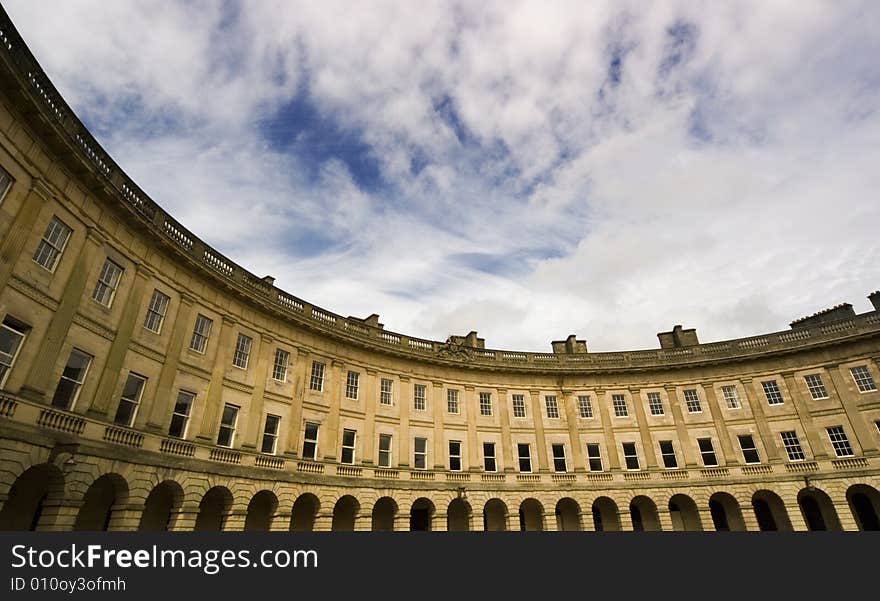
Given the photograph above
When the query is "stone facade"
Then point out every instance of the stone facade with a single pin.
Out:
(115, 445)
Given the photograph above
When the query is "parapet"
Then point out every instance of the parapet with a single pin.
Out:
(678, 338)
(836, 313)
(569, 346)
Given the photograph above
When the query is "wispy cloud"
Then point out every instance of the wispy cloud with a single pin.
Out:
(527, 169)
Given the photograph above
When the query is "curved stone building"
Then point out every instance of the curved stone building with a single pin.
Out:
(149, 382)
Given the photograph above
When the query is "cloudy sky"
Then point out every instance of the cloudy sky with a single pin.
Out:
(523, 169)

WHAT THE EXERCISE ASKS ▸ Print each record exactly as it stands, omitting the pictures.

RESULT ▸
Given the photograph above
When the query is "stone facade"
Then point out every instance of the stone facade with a single pin.
Out:
(115, 445)
Given the photograph above
When the query is "parapet"
Then point out every instance of the parapet with a single pin.
Out:
(678, 338)
(836, 313)
(569, 346)
Given the photograph above
When the query is "wispy cloud"
Then point out every instance of the wispy cloud with a single pin.
Out:
(527, 169)
Given the photograph above
When the query is "curved stone building"
Then point out every instance of the curved stone building with a single pin.
Out:
(149, 382)
Given the photograph above
When the query is "cloudy sky"
Then point out every instance of the cloudy sky with a single pin.
Out:
(523, 169)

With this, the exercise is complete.